__Text provided__.
[Start of Attachment]

HOUSTON–The U.S. Environmental Protection Agency needs to do more to protect black, Latino and poor communities from oil refineries that put nearby residents at heightened risk of cancer, asthma, and other upper respiratory diseases, witnesses testified at an EPA Houston-area public hearing on proposed updates to emissions standards for refineries.
“Numerous studies, including some of my own, have documented that poor people and people of color in the United States are disproportionately impacted by environmental hazards in their homes, schools, neighborhoods, and workplace,” said Robert D. Bullard, dean of the Barbara Jordan-Mickey Leland School of Public Affairs at Texas Southern University. “Refinery pollution poses special health threats to community residents that generally have higher concentration of uninsured–heightening their vulnerability.”
The proposed EPA provisions will cause a reduction of 5,600 tons per year of toxic air pollutants and 52,000 tons per year of volatile organic compounds, agency officials said.

[End of Attachment]

__Given records__.
[Start of Attachment]

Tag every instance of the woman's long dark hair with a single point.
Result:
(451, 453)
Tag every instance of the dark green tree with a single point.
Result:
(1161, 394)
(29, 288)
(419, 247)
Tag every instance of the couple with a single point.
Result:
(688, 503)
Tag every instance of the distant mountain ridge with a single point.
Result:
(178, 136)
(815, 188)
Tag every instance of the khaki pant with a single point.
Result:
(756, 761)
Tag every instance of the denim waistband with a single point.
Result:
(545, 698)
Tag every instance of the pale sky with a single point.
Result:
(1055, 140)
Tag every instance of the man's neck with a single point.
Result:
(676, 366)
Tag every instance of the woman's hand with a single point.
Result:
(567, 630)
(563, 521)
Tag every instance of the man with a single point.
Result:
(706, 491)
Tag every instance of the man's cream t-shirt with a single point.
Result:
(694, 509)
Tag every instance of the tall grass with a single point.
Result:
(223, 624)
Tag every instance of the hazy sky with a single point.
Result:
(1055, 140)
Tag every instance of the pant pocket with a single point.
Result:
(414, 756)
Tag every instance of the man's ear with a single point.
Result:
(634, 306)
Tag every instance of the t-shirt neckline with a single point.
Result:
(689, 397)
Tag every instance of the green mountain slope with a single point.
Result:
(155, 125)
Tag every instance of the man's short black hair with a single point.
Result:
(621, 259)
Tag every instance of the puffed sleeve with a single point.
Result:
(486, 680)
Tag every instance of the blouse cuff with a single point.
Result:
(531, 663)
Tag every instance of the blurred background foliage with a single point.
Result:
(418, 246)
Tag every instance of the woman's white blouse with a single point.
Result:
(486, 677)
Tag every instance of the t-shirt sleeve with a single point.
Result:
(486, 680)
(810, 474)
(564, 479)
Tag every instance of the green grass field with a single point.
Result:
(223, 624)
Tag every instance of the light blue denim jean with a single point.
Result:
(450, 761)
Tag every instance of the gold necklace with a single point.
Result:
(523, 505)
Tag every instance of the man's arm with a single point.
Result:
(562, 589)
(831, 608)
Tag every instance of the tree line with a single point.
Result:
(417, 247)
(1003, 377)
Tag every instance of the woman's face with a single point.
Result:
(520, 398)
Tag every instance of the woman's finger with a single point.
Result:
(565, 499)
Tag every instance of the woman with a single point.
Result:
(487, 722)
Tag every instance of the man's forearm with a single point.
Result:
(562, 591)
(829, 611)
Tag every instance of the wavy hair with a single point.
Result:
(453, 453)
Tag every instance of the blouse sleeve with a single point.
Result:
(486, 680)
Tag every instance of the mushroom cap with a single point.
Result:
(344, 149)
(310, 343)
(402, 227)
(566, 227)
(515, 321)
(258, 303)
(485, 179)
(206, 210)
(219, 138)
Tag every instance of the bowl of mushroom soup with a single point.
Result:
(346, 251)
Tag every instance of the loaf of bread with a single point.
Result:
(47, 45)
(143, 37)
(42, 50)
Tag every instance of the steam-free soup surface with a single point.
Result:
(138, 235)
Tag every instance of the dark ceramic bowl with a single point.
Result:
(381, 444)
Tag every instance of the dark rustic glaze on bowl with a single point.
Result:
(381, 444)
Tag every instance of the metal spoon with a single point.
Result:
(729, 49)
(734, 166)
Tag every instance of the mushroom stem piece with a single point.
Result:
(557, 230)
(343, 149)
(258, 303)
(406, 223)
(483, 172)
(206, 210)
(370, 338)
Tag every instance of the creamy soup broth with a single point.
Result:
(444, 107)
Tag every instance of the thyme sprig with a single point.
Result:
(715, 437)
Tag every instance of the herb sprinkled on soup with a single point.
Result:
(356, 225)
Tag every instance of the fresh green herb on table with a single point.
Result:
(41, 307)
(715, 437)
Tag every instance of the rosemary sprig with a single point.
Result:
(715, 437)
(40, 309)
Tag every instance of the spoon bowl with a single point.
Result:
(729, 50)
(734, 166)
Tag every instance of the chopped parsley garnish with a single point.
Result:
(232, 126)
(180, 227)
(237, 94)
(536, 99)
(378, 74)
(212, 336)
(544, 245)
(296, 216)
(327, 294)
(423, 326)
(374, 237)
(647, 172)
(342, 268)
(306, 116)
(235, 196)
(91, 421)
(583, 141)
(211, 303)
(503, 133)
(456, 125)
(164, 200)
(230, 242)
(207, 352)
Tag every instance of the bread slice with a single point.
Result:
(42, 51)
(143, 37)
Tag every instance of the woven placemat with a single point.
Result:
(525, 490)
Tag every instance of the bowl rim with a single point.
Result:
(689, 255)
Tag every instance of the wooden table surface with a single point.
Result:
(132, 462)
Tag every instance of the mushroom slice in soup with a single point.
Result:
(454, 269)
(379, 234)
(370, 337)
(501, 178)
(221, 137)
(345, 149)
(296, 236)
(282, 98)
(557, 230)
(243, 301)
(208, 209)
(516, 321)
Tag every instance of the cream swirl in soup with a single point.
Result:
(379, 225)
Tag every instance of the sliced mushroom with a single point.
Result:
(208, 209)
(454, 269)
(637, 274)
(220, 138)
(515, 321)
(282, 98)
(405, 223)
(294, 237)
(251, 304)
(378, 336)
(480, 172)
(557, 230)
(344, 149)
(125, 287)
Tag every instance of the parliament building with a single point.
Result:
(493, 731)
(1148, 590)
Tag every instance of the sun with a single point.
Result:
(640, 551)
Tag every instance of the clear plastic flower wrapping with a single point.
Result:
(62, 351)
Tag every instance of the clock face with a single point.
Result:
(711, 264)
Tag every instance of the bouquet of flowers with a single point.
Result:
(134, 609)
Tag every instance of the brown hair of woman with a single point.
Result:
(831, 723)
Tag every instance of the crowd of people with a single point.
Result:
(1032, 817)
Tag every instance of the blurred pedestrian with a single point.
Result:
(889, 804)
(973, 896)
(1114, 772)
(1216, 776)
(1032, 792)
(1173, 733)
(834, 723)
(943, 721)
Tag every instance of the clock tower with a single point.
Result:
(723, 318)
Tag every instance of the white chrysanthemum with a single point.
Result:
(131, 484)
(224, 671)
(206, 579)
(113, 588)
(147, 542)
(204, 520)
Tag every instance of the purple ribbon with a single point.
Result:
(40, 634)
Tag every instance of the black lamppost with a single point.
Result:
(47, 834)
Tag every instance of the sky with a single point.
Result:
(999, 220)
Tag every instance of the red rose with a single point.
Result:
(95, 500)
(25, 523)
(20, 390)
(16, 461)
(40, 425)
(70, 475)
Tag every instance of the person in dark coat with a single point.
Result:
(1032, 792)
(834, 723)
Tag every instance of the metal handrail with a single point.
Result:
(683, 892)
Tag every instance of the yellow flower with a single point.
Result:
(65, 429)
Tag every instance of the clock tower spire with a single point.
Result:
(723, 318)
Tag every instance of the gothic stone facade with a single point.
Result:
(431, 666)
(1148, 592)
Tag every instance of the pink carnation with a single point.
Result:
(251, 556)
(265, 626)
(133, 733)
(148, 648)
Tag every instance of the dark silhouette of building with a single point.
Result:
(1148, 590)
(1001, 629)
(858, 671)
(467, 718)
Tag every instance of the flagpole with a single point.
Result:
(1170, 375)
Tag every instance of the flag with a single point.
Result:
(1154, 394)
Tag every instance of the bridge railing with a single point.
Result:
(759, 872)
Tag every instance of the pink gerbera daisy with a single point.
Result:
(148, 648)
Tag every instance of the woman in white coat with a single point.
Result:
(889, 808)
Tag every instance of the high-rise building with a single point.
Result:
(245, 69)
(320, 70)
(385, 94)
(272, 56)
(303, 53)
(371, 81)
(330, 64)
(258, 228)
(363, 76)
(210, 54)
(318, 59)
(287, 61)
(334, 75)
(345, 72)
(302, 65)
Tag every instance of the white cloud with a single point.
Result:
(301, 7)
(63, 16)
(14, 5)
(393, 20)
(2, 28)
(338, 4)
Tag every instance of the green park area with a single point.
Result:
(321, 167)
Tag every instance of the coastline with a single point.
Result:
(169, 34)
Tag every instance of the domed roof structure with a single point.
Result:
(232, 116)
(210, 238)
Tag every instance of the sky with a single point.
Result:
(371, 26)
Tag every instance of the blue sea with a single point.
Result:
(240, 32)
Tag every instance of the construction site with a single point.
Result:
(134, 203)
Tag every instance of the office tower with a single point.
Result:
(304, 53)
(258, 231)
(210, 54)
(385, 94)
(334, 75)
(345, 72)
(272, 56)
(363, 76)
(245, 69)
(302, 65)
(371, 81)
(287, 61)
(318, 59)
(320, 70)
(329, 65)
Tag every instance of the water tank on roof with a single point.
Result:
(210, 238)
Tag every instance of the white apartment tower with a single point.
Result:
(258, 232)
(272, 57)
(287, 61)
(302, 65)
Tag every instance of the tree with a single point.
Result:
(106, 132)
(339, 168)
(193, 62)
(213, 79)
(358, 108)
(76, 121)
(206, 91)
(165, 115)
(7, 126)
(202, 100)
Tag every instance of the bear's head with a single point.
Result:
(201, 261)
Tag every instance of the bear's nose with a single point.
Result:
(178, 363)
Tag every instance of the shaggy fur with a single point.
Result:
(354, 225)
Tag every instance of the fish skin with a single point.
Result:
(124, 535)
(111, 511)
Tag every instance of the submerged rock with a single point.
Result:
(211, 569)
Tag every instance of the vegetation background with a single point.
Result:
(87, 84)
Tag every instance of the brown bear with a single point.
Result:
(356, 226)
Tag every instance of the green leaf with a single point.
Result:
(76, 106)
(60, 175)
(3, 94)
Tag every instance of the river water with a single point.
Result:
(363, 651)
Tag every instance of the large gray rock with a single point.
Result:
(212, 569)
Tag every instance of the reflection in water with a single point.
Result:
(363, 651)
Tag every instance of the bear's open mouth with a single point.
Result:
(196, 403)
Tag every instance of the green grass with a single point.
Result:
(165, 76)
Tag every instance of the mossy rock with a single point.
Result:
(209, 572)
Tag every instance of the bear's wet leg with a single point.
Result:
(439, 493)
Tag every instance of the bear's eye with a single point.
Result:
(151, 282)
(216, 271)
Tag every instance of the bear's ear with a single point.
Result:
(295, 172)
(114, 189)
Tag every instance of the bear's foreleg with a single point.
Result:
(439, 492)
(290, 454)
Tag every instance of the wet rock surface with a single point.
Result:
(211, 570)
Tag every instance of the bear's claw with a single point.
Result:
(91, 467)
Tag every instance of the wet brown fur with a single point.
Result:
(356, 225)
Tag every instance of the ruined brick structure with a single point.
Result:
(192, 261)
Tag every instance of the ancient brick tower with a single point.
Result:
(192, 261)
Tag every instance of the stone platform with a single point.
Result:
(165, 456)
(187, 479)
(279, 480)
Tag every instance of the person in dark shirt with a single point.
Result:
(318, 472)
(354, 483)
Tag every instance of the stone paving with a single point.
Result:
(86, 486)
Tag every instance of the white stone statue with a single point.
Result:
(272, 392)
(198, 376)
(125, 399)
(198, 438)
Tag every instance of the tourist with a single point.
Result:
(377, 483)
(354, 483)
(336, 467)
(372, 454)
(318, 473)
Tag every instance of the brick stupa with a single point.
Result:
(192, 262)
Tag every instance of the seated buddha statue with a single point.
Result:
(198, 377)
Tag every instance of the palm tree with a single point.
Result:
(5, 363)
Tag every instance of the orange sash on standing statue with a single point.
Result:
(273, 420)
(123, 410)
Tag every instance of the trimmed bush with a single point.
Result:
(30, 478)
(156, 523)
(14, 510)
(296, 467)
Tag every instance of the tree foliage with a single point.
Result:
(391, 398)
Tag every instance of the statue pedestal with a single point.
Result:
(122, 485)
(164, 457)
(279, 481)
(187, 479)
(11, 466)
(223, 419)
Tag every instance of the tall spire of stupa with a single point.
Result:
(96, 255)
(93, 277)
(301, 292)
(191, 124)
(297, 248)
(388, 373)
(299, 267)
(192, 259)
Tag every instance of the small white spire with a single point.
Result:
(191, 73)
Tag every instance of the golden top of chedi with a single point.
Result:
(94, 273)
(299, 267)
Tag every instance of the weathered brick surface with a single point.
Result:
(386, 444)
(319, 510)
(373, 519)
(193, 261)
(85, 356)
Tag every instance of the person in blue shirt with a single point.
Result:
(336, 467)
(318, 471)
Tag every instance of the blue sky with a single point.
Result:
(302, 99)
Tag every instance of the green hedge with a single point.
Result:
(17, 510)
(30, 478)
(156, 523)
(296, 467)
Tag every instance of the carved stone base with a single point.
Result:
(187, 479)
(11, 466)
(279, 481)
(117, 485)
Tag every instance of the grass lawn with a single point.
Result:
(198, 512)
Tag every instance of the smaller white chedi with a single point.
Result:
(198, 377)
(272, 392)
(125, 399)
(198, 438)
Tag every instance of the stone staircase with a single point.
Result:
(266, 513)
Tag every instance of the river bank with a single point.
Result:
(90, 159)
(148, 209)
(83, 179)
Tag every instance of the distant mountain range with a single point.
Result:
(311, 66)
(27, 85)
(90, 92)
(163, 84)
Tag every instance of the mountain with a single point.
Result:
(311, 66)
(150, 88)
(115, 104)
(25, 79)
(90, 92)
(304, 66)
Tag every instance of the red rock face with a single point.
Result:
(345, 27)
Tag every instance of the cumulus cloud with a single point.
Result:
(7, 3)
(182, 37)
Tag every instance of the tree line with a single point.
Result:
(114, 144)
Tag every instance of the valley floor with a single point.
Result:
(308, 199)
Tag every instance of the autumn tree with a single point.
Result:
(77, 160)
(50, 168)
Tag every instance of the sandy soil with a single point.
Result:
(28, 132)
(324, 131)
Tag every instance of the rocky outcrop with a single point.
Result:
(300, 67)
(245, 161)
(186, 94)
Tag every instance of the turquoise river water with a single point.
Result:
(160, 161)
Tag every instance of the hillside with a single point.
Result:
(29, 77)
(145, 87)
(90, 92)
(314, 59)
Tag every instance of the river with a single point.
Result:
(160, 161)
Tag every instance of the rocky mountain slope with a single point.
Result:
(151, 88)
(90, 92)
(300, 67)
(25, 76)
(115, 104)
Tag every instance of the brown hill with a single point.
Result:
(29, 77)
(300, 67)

[End of Attachment]

__Problem 1__. From the article on refinery pollution, extract the passage starting with "HOUSTON–The U.S. Environmental" and going on through "standards for refineries.".
__Problem 2__. Write what comes next in the article on refinery pollution, picking up after its final sentence.
The listing has no connection to the article on refinery pollution.

__Response 1__.
HOUSTON–The U.S. Environmental Protection Agency needs to do more to protect black, Latino and poor communities from oil refineries that put nearby residents at heightened risk of cancer, asthma, and other upper respiratory diseases, witnesses testified at an EPA Houston-area public hearing on proposed updates to emissions standards for refineries.

__Response 2__.
According to the EPA, exposure to toxic air pollutants can cause respiratory problems and other serious health issues, and can increase the risk of developing cancer. The EPA estimates the capital cost of the proposed rule will be $240 million.
More than 40 people testified at the hearing, which was held in Galena Park, a refinery community along the Houston Ship Channel.
Bullard said, “Many of these neighborhoods have schools, parks and playgrounds, and low-income public housing next-door to these refineries, which pose potential health threats to our most vulnerable population–children.”
Theresa Landrum of the 48217 Community Environmental Health Organization said, “People in communities that are inundated with industry are mostly African American. The EPA always goes on technical rules but they have to understand that these communities are at risk of cancer, asthma, and other upper respiratory diseases and they have to take into consideration the long-term effect against human health.”
Juan Parras, director of the Texas Environmental Justice Advocacy Services, said: “The industry doesn’t get it. All they’re looking at is the cost factor and they don’t consider the cost factor on health issues related to their exposure to the community. Clean up, that’s all we’re asking.”